*Directions*. Copy out every line exactly as given.

*Dataset records*.
——

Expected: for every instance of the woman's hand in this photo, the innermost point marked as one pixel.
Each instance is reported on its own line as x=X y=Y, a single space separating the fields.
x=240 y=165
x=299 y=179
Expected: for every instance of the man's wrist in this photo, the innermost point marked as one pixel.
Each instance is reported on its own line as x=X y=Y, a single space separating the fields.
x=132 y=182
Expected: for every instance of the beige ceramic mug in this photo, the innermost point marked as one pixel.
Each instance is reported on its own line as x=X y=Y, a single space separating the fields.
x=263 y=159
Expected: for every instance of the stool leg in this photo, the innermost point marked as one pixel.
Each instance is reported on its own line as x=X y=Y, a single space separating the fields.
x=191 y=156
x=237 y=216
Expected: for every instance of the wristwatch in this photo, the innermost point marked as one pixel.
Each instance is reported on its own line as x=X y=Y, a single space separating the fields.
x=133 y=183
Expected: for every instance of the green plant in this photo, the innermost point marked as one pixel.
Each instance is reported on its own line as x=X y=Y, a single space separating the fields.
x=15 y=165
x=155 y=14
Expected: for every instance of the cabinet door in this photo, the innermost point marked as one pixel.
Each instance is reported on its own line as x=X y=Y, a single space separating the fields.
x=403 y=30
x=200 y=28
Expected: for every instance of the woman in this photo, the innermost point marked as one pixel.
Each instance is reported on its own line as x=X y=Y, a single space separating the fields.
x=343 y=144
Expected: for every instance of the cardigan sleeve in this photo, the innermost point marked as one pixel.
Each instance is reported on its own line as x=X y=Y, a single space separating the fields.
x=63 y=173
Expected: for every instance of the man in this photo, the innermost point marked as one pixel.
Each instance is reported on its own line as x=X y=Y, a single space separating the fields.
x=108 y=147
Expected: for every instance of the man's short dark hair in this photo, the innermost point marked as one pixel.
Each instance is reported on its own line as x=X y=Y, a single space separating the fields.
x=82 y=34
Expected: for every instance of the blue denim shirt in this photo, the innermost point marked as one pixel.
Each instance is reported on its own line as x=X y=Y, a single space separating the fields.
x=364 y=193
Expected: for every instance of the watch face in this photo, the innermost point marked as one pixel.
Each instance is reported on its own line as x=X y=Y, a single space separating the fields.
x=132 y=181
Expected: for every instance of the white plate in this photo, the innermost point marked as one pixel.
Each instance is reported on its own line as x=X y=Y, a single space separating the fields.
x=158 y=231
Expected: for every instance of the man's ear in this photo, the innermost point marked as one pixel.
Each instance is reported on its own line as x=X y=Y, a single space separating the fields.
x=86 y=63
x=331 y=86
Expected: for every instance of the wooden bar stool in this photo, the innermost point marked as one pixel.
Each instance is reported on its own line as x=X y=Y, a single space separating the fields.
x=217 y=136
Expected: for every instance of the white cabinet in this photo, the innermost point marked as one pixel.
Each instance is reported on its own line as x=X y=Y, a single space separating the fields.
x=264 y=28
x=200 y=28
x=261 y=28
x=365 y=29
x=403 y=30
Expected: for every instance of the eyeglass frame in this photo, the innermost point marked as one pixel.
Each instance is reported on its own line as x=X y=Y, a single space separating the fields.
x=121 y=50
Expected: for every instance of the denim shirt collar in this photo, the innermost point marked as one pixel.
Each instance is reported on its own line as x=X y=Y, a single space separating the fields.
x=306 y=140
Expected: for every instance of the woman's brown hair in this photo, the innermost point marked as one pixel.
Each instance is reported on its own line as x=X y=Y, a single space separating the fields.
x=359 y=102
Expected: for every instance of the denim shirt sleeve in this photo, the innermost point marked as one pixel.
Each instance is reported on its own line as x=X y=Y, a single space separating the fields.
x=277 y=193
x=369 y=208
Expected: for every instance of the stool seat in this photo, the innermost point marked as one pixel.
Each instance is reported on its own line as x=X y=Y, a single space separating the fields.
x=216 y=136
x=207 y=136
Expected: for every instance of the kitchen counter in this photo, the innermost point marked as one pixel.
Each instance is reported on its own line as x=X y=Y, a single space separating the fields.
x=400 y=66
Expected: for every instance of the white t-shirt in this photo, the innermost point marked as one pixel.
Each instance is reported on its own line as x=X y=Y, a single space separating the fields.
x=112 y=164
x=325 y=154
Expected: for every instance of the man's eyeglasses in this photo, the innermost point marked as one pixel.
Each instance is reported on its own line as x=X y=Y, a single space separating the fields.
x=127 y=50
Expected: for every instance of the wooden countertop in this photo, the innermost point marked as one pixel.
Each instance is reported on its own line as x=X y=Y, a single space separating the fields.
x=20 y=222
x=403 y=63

——

*Answer to this task*.
Expected: for every instance of the woman's hand in this photo, the innermost point marked as one pixel.
Each instance is reported on its own line as x=X y=Y, a single space separating the fields.
x=240 y=165
x=299 y=179
Expected: for every instance of the man's wrist in this photo, the innermost point marked as one pixel.
Each instance is reported on its own line as x=X y=Y, a single space separating the fields.
x=132 y=182
Expected: for every instance of the beige ceramic mug in this photo, the innermost point marked as one pixel.
Each instance is reported on its own line as x=X y=Y, a single space separating the fields.
x=263 y=159
Expected: for every instance of the stool leg in this photo, the innermost point marked as one pixel.
Each instance is reported on its own line as x=X y=Y, a single space separating the fields.
x=191 y=156
x=237 y=216
Expected: for every instance of the wristwatch in this photo, the innermost point marked as one pixel.
Each instance is reported on its own line as x=X y=Y, a single space separating the fields.
x=133 y=183
Expected: for every instance of the green plant in this photo, the innermost point marked as one pixel.
Each instance is reported on its own line as x=X y=Y, a single space separating the fields.
x=15 y=165
x=155 y=14
Expected: for every instance of the cabinet door in this photo, the innermost point marked as one pixel.
Each instance is reported on its own line as x=X y=Y, a single space separating the fields.
x=403 y=30
x=200 y=28
Expected: for every instance of the woman in this photo, the innermost point marked as one pixel.
Each instance is reported on its own line as x=X y=Y, a single space separating the fields.
x=343 y=144
Expected: for every instance of the cardigan sleeve in this photo, the innermost point marked as one pixel.
Each instance is reported on its own line as x=X y=Y, a single space separating the fields.
x=63 y=173
Expected: for every instance of the man in this photo, the innermost point marked as one pixel.
Each instance is reported on its own line as x=X y=Y, a single space separating the fields.
x=108 y=147
Expected: for every instance of the man's short dark hair in this photo, the innermost point marked as one pixel.
Each instance is reported on its own line as x=X y=Y, a single space separating the fields.
x=82 y=34
Expected: for every instance of the blue denim shirt in this photo, the innermost point marked as one pixel.
Each instance is reported on its own line as x=X y=Y, a single space separating the fields.
x=364 y=193
Expected: for every instance of the watch face in this photo, the innermost point marked as one pixel.
Each instance is reported on its own line as x=X y=Y, a single space separating the fields.
x=132 y=181
Expected: for every instance of the white plate in this photo, the innermost point marked as one pixel.
Each instance is reported on its own line as x=X y=Y, a single space separating the fields.
x=158 y=231
Expected: for every instance of the man's ear in this photo, the innermost point marked as one pixel.
Each instance is reported on its own line as x=X y=Y, a single space separating the fields.
x=86 y=63
x=331 y=86
Expected: for every instance of the wooden bar stool in this photo, the innermost point marked as one pixel.
Each instance is reported on its own line as x=X y=Y, a single space separating the fields.
x=217 y=136
Expected: for every instance of the white cabinet in this photo, the innermost point marked as one pixel.
Each instance is reported on its own line as x=X y=Y, a single space separating the fields.
x=264 y=28
x=200 y=28
x=261 y=28
x=365 y=29
x=403 y=30
Expected: for every instance of the eyeglass frame in this photo, the innermost point marked as one pixel.
Each instance is reported on its own line as x=X y=Y, a single space separating the fields.
x=121 y=50
Expected: for every instance of the denim shirt collar in this photo, the innermost point marked as one pixel.
Each instance is reported on its own line as x=X y=Y, a single space separating the fields.
x=306 y=140
Expected: for every instance of the woman's brown hair in this photo, the innermost point marked as one pixel.
Each instance is reported on its own line as x=X y=Y, a single space separating the fields.
x=359 y=102
Expected: for every instance of the denim shirt sleeve in this photo, the innermost point marked as one pixel.
Each instance is reported on its own line as x=X y=Y, a single space separating the fields.
x=277 y=193
x=369 y=208
Expected: for every instance of the stool seat in this photo, the innermost point marked as one pixel.
Each instance is reported on its own line as x=X y=Y, a single space separating the fields.
x=216 y=136
x=207 y=136
Expected: for every instance of the kitchen counter in this photo, the innermost point marked as one pixel.
Each instance is reported on its own line as x=X y=Y, a single space separating the fields.
x=400 y=66
Expected: for every instance of the white t-shirt in this photo, the innermost point marked as one pixel.
Each instance is reported on its own line as x=X y=Y, a single space separating the fields.
x=112 y=164
x=325 y=154
Expected: for every instance of the man's eyeglasses in this photo, the innermost point marked as one pixel.
Each instance is reported on its own line as x=X y=Y, a single space separating the fields.
x=127 y=50
Expected: for every instance of the wooden countertop in this photo, the innermost point marked as one pixel.
Each instance is reported on its own line as x=X y=Y, a single space separating the fields.
x=20 y=222
x=403 y=63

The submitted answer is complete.